* [EXERCISE] Reproduce every line of the material below exactly. No pictures belong in the copy.

* [RECORDS PROVIDED]
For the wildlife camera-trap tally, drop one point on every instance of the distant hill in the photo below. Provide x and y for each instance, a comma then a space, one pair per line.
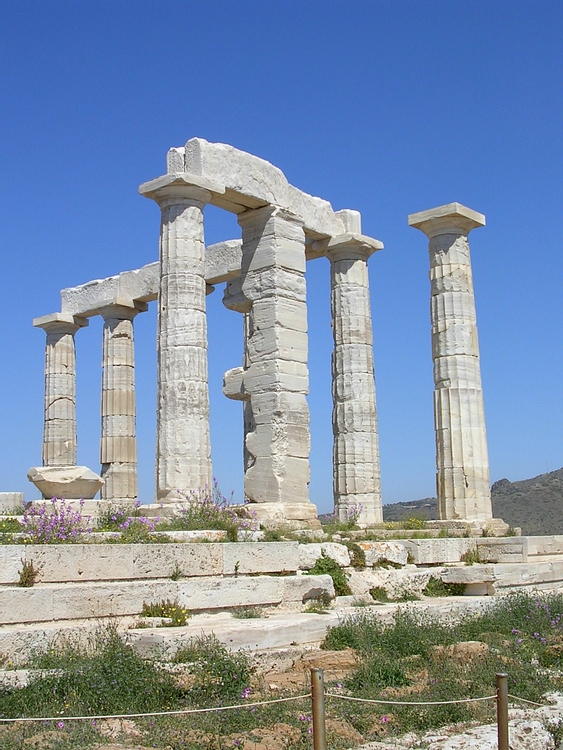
536, 505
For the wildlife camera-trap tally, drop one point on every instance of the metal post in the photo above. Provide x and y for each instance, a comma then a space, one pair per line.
318, 697
502, 711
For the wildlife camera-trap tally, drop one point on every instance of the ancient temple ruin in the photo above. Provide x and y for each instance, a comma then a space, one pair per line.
264, 273
282, 228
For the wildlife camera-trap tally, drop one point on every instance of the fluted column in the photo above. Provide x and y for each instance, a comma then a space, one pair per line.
357, 486
274, 381
59, 427
462, 462
118, 444
183, 450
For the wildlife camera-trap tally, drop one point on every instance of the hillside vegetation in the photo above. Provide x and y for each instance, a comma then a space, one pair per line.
536, 505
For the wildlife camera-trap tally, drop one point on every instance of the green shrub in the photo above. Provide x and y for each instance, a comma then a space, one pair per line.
219, 675
327, 566
171, 610
437, 587
109, 678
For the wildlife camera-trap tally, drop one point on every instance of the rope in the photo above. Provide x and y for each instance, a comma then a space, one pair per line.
157, 713
410, 703
532, 703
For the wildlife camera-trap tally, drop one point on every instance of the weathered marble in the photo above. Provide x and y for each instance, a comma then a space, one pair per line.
118, 444
183, 444
59, 427
461, 443
357, 486
68, 482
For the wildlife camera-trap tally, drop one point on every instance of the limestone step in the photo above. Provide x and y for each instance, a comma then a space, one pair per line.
71, 601
274, 630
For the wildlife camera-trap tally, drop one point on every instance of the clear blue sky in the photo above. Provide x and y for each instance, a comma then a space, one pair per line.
386, 106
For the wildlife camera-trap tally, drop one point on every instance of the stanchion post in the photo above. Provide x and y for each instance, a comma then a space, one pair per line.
318, 698
502, 710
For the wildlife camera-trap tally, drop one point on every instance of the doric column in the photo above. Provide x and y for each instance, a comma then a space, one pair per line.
183, 449
59, 429
461, 443
357, 486
275, 378
118, 444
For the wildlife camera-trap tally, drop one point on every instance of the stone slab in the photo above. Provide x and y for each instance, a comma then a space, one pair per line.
260, 557
310, 553
11, 501
437, 551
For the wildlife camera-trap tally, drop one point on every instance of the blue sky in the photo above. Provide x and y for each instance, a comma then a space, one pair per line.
389, 107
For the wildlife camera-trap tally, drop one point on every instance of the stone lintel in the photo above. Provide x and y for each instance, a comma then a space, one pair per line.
154, 188
121, 308
450, 218
348, 245
58, 321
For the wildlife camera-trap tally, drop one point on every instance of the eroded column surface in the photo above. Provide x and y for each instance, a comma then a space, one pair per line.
183, 444
59, 428
275, 380
118, 444
462, 461
357, 486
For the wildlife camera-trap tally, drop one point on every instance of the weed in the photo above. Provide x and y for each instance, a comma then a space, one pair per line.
218, 675
437, 587
56, 524
246, 613
210, 509
472, 556
357, 555
379, 594
172, 611
29, 574
326, 565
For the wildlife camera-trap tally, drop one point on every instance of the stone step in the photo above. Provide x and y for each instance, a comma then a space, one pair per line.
70, 601
273, 631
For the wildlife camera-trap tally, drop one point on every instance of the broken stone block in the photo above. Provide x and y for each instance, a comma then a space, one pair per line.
69, 482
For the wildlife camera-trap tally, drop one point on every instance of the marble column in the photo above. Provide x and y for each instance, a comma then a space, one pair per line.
118, 444
59, 428
462, 462
275, 378
357, 486
183, 460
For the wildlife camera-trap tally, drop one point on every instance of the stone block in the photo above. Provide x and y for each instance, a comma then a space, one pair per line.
218, 593
11, 501
310, 553
305, 588
392, 552
253, 182
260, 557
11, 562
108, 562
69, 482
434, 551
545, 545
19, 605
509, 549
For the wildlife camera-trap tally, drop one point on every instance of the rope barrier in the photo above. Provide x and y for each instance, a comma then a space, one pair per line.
532, 703
157, 713
410, 703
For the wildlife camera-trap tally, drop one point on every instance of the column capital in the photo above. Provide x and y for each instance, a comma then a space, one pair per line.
347, 246
180, 186
452, 218
121, 308
60, 323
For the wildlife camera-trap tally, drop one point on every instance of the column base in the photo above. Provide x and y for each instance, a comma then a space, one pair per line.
475, 526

* [TASK SOLUTION]
For the wildlife camera-trap tally, drop one point on every instance of the distant hill in the photo below. Provide x and y for each instance, a comma then a space, one pair per line.
536, 505
For the wildlife camera-trap tally, drop one point on every instance of the metal post in the photo above. Provide x and y for each instance, a comma then a space, one pair per line.
318, 697
502, 711
For the wildlife camera-trap tally, drop one point on every instance of the ancient temple ruin in the photo above. Provide x and y for each instance, a comma then a space, one pair per line.
264, 273
282, 228
For the wildlife camera-trap tally, drop one point on every instance of the fluted column in the photo above. Provide x and y for each instance, a comma then a space, one pair per line.
357, 486
274, 381
59, 427
462, 462
118, 444
183, 450
For the wildlife camera-trap tally, drop one point on every instance of the hillside vegetation in the photo above. Provide x and y for each instance, a comma then a space, one pair per line.
536, 505
For the wildlife camera-trap tally, drop one point on every instance of the green shrub in the photo above. Provide x and y for each instance, a comma then a space, one pair per line.
219, 675
327, 566
171, 610
437, 587
109, 678
For the wildlife camera-trap tally, drop one point on every instance of the rope in the photo above. Provide x and y for each instance, a comma then a space, one pair per line.
157, 713
410, 703
532, 703
For the wildlife camera-trap tally, drop one point on every instance of the weathered marble in the photo above. Provide x and y for each instance, a comma then a space, one pair per line.
118, 444
183, 444
59, 427
461, 443
357, 486
68, 482
For the wildlife camera-trap tally, drop one point on every instance of the limestone step in the photo above. Provide x and y for each instance, a comma then a space, one pair per line.
71, 601
274, 630
For the wildlife camera-trap tally, drop one point on every instance of the clear blue sky in the photo above. Provide x and y for each instance, a comma then a space, one pair per line.
386, 106
For the wildlife camera-trap tally, drop one point on every instance of the stanchion post in the photo above. Provide x and y for each instance, a comma then a space, one pair per line.
318, 698
502, 710
For the wildlife camera-trap tally, drop one point on every instance of the doric column in the photo above. Provide x and y for each instance, a comma then a space, one pair per line.
183, 449
59, 429
461, 443
357, 486
275, 378
118, 444
For the wildlife camera-trap tally, drop one point on every instance of the stone slab in the photo above. Provide x and y for each instance, a comma then a space, one pair per line.
260, 557
310, 553
11, 501
437, 551
For the wildlife camera-trap tally, drop one point on every instance of the blue sky in the photo above. Provide x and y for each instance, a comma then a space, one pair per line.
389, 107
For the wildlife camera-trap tally, drop one point on every instance of the stone lintel in the photo above. Provide x and y for each instance, a comma then a space, one pair per line.
154, 188
121, 308
450, 218
348, 245
58, 321
For the wildlife camera-trap tally, drop one point on every instance of the eroded column surface in the photo above. Provide x and y for each instance, a comma then a space, one pair per line.
183, 444
59, 428
275, 380
118, 444
462, 461
357, 486
For the wildlife camera-trap tally, drop one point on every instance of the weed in the photo above. Provide x and y for each instance, a comma then a space, one pair per line.
218, 675
437, 587
56, 524
246, 613
210, 509
472, 556
357, 555
379, 594
172, 611
29, 574
326, 565
For the wildlife camera-trap tally, drop one point on every instance of the stone step in the photo above. Provide x and y for each instance, a comma then a space, one pair per line.
70, 601
273, 631
For the wildlife camera-trap tally, drop one point on every instance of the broken stone block in the photo above. Provide x and y for each instance, a comma then a space, one pair per line.
69, 482
For the wildlife camera-trap tally, drop one point on every instance of the marble column in the photo above. Provide x and y for each instance, a comma then a space, one pair per line.
118, 444
59, 428
462, 462
275, 378
357, 486
183, 460
For the wildlife camera-trap tally, drop one point on every instance of the stone block in the photo above. Provide x and y for each instance, a comma then a space, one pair per line.
218, 593
11, 501
310, 553
305, 588
392, 552
253, 182
260, 557
11, 562
108, 562
69, 482
434, 551
545, 545
19, 605
509, 549
For the wildlife camera-trap tally, drop one point on every instance of the rope barrier in the photo above. Provide x and y for each instance, a comma then a space, one pair per line.
532, 703
157, 713
410, 703
For the wildlife camera-trap tally, drop one point on every instance of the column capital in the photo above. Provide x and y for each instance, a comma then a space, one pair per line.
347, 246
180, 186
452, 218
121, 308
60, 323
For the wildlife camera-trap tally, drop one point on every instance of the column base in the photo above. Provide x and y for each instance, a comma then a space, one pair per line.
475, 526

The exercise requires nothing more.